Required work
a) Using the Kaze Hikaru entry, answer each question:
(i) Under which imprint was the manga published?
(ii) Who is credited with the music?
(iii) What name does Tominaga Sei use when she poses as a boy?
b) Continue the Kaze Hikaru entry from its final sentence.

Selection
** BEGIN **

- First tankōbon volume cover, featuring Tominaga Sei and Okita Sōji

風光る
- Genre: Drama; Historical; Romance;
- Written by: Taeko Watanabe
- Published by: Shogakukan
- English publisher: NA: Viz Media;
- Imprint: Flower Comics
- Magazine: Bessatsu Shōjo Comic; (1997–2002); Monthly Flowers; (2002–2020);
- English magazine: NA: Shojo Beat;
- Original run: 1997 – 2020
- Volumes: 45 (List of volumes)
- Produced by: Blue Planet
- Written by: Azuki Mashiba [ja]
- Music by: Koichiro Kameyama [ja]
- Original run: December 22, 2001 – August 6, 2004

Ōedo Shinsengumi! Kaze Hikaru Anazā Wārudo
- Written by: Taeko Watanabe
- Published by: Shogakukan
- Magazine: Monthly Flowers
- Published: November 27, 2020

= Kaze Hikaru =

Japanese manga series

 (風光る, Kaze Hikaru) (Note: This phrase refers to spring, when there is supposed to be a lot of wind (風) and sunlight (光).) is a Japanese manga series written and illustrated by Taeko Watanabe. Set in the bakumatsu period, the story follows Tominaga Sei, a young girl who poses as a boy named Kamiya Seizaburō so she can join the Mibu-Roshi (Special Police; later known as the Shinsengumi). She befriends her sensei, Okita Sōji, who discovers her secret.

** END **

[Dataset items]
** BEGIN **

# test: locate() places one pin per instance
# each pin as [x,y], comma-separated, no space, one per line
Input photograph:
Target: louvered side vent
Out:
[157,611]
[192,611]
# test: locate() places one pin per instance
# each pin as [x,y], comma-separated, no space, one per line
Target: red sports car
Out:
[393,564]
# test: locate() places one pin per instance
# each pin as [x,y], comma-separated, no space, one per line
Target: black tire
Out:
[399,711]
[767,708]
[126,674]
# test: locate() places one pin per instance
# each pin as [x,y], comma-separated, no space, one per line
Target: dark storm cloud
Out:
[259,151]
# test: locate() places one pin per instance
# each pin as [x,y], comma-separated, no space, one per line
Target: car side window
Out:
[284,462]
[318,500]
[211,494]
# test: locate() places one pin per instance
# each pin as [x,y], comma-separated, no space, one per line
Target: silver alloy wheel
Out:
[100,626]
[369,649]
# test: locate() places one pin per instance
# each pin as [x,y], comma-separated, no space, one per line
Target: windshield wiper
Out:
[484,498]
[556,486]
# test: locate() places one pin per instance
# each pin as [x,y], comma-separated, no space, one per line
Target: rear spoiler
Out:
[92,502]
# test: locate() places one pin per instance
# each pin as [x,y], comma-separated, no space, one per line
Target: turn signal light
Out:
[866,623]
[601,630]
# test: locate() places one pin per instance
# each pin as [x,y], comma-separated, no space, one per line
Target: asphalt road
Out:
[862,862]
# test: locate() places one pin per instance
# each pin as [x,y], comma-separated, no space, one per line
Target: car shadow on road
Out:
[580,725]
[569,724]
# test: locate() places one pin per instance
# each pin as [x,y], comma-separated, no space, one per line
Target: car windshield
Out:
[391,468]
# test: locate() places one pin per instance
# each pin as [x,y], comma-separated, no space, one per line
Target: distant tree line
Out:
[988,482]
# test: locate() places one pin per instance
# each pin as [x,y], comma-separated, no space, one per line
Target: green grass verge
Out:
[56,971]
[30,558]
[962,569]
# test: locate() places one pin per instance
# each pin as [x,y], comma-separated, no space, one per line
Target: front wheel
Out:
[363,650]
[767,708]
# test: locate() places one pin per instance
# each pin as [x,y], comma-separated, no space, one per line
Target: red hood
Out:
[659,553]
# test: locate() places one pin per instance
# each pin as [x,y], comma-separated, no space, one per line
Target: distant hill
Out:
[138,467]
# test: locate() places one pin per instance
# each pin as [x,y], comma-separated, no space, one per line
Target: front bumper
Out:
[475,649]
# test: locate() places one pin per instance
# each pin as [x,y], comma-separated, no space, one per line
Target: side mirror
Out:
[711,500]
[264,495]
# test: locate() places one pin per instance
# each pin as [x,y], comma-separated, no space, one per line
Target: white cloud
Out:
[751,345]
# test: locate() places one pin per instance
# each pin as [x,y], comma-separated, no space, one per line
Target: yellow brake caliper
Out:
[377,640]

** END **
** BEGIN **

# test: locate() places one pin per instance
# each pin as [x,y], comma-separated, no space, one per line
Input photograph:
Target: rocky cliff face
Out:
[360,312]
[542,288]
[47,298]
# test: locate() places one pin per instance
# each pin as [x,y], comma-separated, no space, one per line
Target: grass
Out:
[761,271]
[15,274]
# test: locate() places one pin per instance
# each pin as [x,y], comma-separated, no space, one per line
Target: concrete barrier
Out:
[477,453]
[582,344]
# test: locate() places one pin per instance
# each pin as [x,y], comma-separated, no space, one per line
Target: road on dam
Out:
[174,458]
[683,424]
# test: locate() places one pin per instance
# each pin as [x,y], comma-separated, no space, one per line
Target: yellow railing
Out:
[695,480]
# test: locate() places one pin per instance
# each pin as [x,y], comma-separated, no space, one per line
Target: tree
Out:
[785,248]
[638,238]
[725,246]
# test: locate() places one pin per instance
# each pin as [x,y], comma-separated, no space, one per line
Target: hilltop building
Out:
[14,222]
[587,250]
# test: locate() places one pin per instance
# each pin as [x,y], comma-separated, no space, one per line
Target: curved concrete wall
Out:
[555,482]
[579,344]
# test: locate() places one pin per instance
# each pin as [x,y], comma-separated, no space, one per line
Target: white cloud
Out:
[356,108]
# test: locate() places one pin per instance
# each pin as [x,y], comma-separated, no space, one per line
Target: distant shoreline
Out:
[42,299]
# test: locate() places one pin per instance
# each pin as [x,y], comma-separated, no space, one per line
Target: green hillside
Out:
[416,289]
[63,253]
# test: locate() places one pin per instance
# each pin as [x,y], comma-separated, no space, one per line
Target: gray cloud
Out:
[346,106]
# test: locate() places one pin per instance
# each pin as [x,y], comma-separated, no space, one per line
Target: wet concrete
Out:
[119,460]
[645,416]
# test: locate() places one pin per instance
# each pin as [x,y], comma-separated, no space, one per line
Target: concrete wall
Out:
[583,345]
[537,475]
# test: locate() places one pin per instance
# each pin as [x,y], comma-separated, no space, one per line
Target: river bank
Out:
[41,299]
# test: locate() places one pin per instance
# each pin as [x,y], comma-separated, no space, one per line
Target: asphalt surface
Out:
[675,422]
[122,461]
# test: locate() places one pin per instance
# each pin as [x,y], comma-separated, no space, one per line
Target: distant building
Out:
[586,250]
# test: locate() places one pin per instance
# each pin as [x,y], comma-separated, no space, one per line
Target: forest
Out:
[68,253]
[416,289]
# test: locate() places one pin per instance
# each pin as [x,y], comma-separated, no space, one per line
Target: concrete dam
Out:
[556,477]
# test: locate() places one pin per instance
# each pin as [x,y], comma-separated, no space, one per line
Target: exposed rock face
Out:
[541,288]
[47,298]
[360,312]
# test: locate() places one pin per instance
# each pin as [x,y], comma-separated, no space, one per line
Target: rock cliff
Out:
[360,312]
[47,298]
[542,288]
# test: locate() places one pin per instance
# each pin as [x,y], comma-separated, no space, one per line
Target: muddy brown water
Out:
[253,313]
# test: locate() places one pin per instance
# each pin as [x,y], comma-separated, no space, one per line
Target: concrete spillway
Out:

** END **

Outputs by task
a)
(i) Flower Comics
(ii) Koichiro Kameyama
(iii) Kamiya Seizaburō

b)
The manga was initially serialized in Shōgakukan's Bessatsu Shōjo Comic magazine beginning in 1997. It transferred to Monthly Flowers magazine in 2002, concluding in May 2020. Shōgakukan collected the individual chapters into 45 tankōbon volumes published under its Flower Comics imprint. Watanabe also penned a spin-off chapter, (大江戸新選組！風光るアナザーワールド, Ōedo Shinsengumi! Kaze Hikaru Anazā Wārudo), published in Monthly Flowers magazine in November 2020. In North America, Kaze Hikaru is licensed in English by Viz Media, originally serialized in their Shojo Beat magazine from July 2005 to September 2006 and currently published in print and digital volumes.

In 2003, Kaze Hikaru received the 48th Shogakukan Manga Award for the shōjo category. The series has been well received by manga critics, who praised its historical background, art, and characters. It has sold over six million copies and has been named among the best-selling weekly manga series several times in Japan.

==Plot==
Kaze Hikaru takes place in the 1860s—in the Japanese historical period known as bakumatsu—and revolves around a girl named Tominaga Sei who joins the Mibu-Roshi (Special Police; later known as the Shinsengumi). She disguises herself as a boy by shaving her hair and joins the group using the name Kamiya Seizaburō. Her primary goal is to seek revenge against the Chōshū clan, who are responsible for the murder of her brother and father. Over the course of the series, Sei realizes that she has found a new family within the Shinsengumi troupe.

==Characters==
The characters' names are written in the Japanese name order (i.e., family name first, given name second).
- Tominaga Sei (富永 セイ)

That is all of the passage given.